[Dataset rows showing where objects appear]
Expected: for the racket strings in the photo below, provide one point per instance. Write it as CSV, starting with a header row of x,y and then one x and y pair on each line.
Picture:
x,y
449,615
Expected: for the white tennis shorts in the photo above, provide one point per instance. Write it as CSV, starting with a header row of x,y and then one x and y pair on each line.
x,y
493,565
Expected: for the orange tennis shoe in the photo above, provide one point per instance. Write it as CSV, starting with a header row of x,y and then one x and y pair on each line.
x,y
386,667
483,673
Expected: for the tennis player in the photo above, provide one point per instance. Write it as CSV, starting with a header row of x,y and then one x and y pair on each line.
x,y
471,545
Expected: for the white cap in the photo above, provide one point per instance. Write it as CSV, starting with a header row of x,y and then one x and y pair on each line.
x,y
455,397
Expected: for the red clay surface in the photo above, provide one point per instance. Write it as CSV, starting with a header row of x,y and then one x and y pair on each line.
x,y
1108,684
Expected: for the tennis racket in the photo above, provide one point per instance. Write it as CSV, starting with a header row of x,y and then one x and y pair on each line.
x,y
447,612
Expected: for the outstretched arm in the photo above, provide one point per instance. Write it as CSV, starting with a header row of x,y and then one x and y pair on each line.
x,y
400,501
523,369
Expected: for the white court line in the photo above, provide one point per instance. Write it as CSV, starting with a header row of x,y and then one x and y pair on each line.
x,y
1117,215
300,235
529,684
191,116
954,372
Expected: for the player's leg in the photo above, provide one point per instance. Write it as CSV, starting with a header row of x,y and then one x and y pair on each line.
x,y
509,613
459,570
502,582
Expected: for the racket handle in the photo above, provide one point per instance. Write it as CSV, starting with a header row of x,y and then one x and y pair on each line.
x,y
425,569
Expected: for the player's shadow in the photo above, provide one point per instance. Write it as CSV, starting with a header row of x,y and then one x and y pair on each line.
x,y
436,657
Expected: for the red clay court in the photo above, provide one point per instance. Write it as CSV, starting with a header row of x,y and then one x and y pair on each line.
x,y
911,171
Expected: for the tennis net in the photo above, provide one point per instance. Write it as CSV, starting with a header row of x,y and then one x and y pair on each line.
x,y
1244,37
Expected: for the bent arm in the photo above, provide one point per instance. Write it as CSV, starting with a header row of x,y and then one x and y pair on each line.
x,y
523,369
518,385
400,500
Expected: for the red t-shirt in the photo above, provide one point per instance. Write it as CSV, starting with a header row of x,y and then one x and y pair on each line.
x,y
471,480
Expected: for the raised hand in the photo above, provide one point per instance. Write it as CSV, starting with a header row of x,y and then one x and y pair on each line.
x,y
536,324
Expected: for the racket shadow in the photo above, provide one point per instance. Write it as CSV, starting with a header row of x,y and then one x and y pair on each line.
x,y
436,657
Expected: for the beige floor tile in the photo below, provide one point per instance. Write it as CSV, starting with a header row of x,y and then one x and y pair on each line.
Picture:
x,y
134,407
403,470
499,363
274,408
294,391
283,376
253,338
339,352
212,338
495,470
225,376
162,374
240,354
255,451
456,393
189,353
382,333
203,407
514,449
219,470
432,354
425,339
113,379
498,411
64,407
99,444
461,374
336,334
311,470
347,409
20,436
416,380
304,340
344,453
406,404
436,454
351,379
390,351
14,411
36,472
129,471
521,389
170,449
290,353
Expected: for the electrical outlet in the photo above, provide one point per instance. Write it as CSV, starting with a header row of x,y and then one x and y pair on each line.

[Objective] Can you turn every line of the entries above into a Markdown table with the columns Row and Text, numbering each row and leaving out blank lines?

[Answer to this task]
| Row | Text |
|---|---|
| 1 | Expected: for the racket strings in the photo below, provide one point per instance. Write it as CSV, starting with a header row of x,y and then one x and y pair on each line. |
| 2 | Picture: |
| 3 | x,y |
| 4 | 449,615 |
| 5 | Expected: for the white tennis shorts in the photo above, provide one point per instance. Write it as CSV, starting with a header row of x,y and then one x and y pair on each line. |
| 6 | x,y |
| 7 | 493,565 |
| 8 | Expected: for the orange tennis shoe in the photo above, provide one point per instance. Write it as CSV, starting with a header row of x,y and then one x and y pair on each line. |
| 9 | x,y |
| 10 | 386,667 |
| 11 | 483,673 |
| 12 | Expected: for the tennis player in the photo above, provide one point per instance. Write it as CSV, starting with a header row of x,y and then one x and y pair on each line. |
| 13 | x,y |
| 14 | 471,545 |
| 15 | Expected: for the white cap in the photo above, provide one point per instance. Write it as CSV, starting with a header row of x,y and then one x and y pair on each line. |
| 16 | x,y |
| 17 | 455,397 |
| 18 | Expected: for the red clay surface in the photo above, provide one point per instance. Write it as CSV, starting with a header row of x,y and then one x and y pair on each line. |
| 19 | x,y |
| 20 | 1108,684 |
| 21 | Expected: for the tennis racket in the photo above, provide one point per instance. Write it as CSV, starting with a header row of x,y and then one x and y pair on each line. |
| 22 | x,y |
| 23 | 447,612 |
| 24 | Expected: for the outstretched arm in the photo above, provide one point per instance. Write it as CSV, starting with a header row of x,y and then one x and y pair on each line. |
| 25 | x,y |
| 26 | 400,501 |
| 27 | 523,369 |
| 28 | Expected: for the white court line in the photo above, provide one point per instance. Write it as CSV, starting with a header row of x,y and then one x and y pair on each line. |
| 29 | x,y |
| 30 | 1117,215 |
| 31 | 300,235 |
| 32 | 529,684 |
| 33 | 191,116 |
| 34 | 954,372 |
| 35 | Expected: for the player's leg in the photo above, provide one point per instance. Write it as CSV, starting with a header row of x,y and then one x and y pair on each line. |
| 36 | x,y |
| 37 | 509,613 |
| 38 | 459,570 |
| 39 | 502,582 |
| 40 | Expected: for the racket handle in the photo above, provide one point per instance. Write it as CSV, starting with a header row of x,y and then one x and y pair on each line. |
| 41 | x,y |
| 42 | 425,569 |
| 43 | Expected: for the player's shadow in the photo above, provide one point per instance. Write it as CSV, starting with a header row of x,y and then one x and y pair on each line. |
| 44 | x,y |
| 45 | 436,657 |
| 46 | Expected: for the red clay court in the photo above, provide one point per instance. Write it as CSV, starting with a header row of x,y and then one x and y pair on each line. |
| 47 | x,y |
| 48 | 911,171 |
| 49 | Expected: for the tennis net in the photo above, provide one point per instance. Write it as CSV, starting with a header row of x,y and then one x and y pair on each line. |
| 50 | x,y |
| 51 | 1244,37 |
| 52 | Expected: for the bent arm in the photo above, provide one point per instance. Write it as CSV, starting with a header row of x,y and then one x and y pair on each line. |
| 53 | x,y |
| 54 | 523,369 |
| 55 | 518,385 |
| 56 | 400,500 |
| 57 | Expected: for the red t-shirt in the photo above, provide one point per instance. Write it as CSV, starting with a header row of x,y and then one x and y pair on each line. |
| 58 | x,y |
| 59 | 471,480 |
| 60 | Expected: for the raised hand in the photo above, provide one point per instance. Write it as CSV, starting with a header row of x,y and then one x and y pair on each line. |
| 61 | x,y |
| 62 | 536,324 |
| 63 | Expected: for the racket shadow in the photo above, provide one point per instance. Write it as CSV, starting with a header row of x,y and then one x and y pair on each line. |
| 64 | x,y |
| 65 | 436,657 |
| 66 | Expected: for the beige floor tile in the photo below, provide one point per instance. Write it as CSV, starting with a header row of x,y and then one x and y pair on each line. |
| 67 | Picture: |
| 68 | x,y |
| 69 | 134,407 |
| 70 | 403,470 |
| 71 | 499,363 |
| 72 | 274,408 |
| 73 | 294,391 |
| 74 | 283,376 |
| 75 | 253,338 |
| 76 | 339,352 |
| 77 | 212,338 |
| 78 | 495,470 |
| 79 | 225,376 |
| 80 | 162,374 |
| 81 | 240,354 |
| 82 | 255,451 |
| 83 | 456,393 |
| 84 | 189,353 |
| 85 | 382,333 |
| 86 | 203,407 |
| 87 | 514,449 |
| 88 | 219,470 |
| 89 | 432,354 |
| 90 | 425,339 |
| 91 | 113,379 |
| 92 | 498,411 |
| 93 | 64,407 |
| 94 | 99,444 |
| 95 | 461,374 |
| 96 | 336,334 |
| 97 | 311,470 |
| 98 | 347,409 |
| 99 | 20,436 |
| 100 | 416,380 |
| 101 | 304,340 |
| 102 | 344,453 |
| 103 | 406,404 |
| 104 | 436,454 |
| 105 | 351,379 |
| 106 | 390,351 |
| 107 | 14,411 |
| 108 | 36,472 |
| 109 | 129,471 |
| 110 | 521,389 |
| 111 | 170,449 |
| 112 | 290,353 |
| 113 | Expected: for the electrical outlet in the photo above, provide one point per instance. Write it as CSV, starting with a header row of x,y and then one x and y pair on each line. |